# What is being asked
Return the data exactly, with all pictures removed.

# Data for this task
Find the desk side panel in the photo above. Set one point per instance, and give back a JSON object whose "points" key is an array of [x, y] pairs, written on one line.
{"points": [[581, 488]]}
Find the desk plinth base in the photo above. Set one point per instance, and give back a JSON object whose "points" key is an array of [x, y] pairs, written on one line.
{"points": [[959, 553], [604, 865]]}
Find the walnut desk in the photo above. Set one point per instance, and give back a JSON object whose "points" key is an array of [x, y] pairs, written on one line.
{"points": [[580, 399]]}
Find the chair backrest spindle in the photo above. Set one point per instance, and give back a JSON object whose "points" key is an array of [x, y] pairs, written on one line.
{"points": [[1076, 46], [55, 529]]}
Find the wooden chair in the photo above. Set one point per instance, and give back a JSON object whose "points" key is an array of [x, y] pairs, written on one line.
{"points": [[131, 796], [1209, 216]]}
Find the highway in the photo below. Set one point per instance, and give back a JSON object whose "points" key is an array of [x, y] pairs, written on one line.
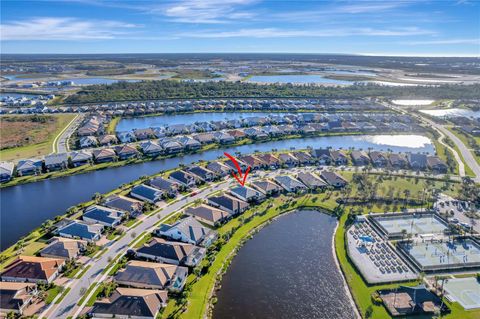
{"points": [[94, 275]]}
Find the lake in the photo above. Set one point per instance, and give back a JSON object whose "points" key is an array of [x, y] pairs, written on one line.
{"points": [[128, 124], [287, 270], [299, 79], [453, 112], [33, 203]]}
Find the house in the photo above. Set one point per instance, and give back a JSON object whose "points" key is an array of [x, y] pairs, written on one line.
{"points": [[203, 173], [183, 178], [267, 187], [148, 275], [126, 151], [30, 166], [130, 206], [32, 269], [81, 230], [6, 171], [104, 155], [151, 148], [228, 203], [88, 141], [398, 161], [338, 157], [105, 216], [288, 159], [271, 160], [54, 162], [312, 181], [208, 214], [187, 230], [64, 248], [379, 159], [437, 165], [247, 194], [417, 161], [289, 183], [107, 140], [322, 155], [80, 158], [333, 179], [166, 186], [219, 168], [170, 252], [131, 303], [144, 134], [15, 297], [360, 158], [146, 193]]}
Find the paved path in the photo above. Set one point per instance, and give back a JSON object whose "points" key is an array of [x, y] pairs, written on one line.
{"points": [[68, 306], [60, 143]]}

# Exercise answer
Find the desk side panel in the photo above. Set one point per instance, and give back a JSON object whose "points" key is an array of [x, y] pairs, written on one line.
{"points": [[581, 488]]}
Find the desk plinth base in the photo above. Set one point per instance, and give back a JSON object whose "points" key is an array of [x, y] pairs, written on one line.
{"points": [[959, 553], [604, 865]]}
Find the walnut desk in the photo above. Set one point per instance, and give back a JSON object whose "points" key is an array of [x, y] pairs, written on one line.
{"points": [[580, 399]]}
Find the chair backrest spindle in the photo above. Set one point per instance, and give back a JSON object whose "points" key is an array of [x, y] pairs, written on one line.
{"points": [[1076, 46], [55, 529]]}
Find the wooden chair in the photo above. Set one point per instance, and give back a JSON object whose "points" key is an array of [x, y] pairs, written on one line.
{"points": [[131, 796], [1209, 216]]}
Find the highway in the photo below. Set one point per instance, and give back a JSON object whose "points" key is an array of [x, y] pairs, written on one line.
{"points": [[94, 275]]}
Find the lake in the photo above. Set one point per instance, and give back a JSON object whose "points" key is an array of [x, y] pairs, written on one line.
{"points": [[128, 124], [287, 270], [299, 79], [453, 112], [33, 203]]}
Find the house in the photo above. Set one point per instance, and give back a JSON object whose "points" key is an array of [x, y] pairs, written on one line.
{"points": [[203, 173], [183, 178], [267, 187], [148, 275], [126, 151], [30, 166], [130, 206], [32, 269], [81, 230], [6, 171], [104, 155], [151, 148], [228, 203], [88, 141], [398, 161], [338, 157], [105, 216], [288, 159], [271, 160], [54, 162], [312, 181], [208, 214], [187, 230], [64, 248], [379, 159], [437, 165], [247, 194], [417, 161], [289, 183], [107, 140], [322, 155], [80, 158], [333, 179], [166, 186], [219, 168], [170, 252], [131, 303], [144, 134], [15, 297], [360, 158], [146, 193]]}
Find the paved path in the photo above. Set one point per instance, and give back a JSON object whose "points" key is an array of [x, y] pairs, written on one line.
{"points": [[68, 306], [60, 143]]}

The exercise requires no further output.